WHAT THE TASK REQUIRES: Render the material below as a JSON list of strings, one string for each line, with blank lines left out.

Lines of data:
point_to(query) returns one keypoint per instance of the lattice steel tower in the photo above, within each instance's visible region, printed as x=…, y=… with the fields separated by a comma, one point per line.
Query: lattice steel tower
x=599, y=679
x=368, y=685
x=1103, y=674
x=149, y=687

OUTPUT OF THE EXERCISE:
[
  "point_to(query) returns one keypoint per instance of the lattice steel tower in the photo above, within each instance's visible region, printed as x=…, y=… with the fields separated by a comma, one point per line.",
  "Query: lattice steel tower",
  "x=599, y=679",
  "x=368, y=685",
  "x=1103, y=674",
  "x=149, y=687"
]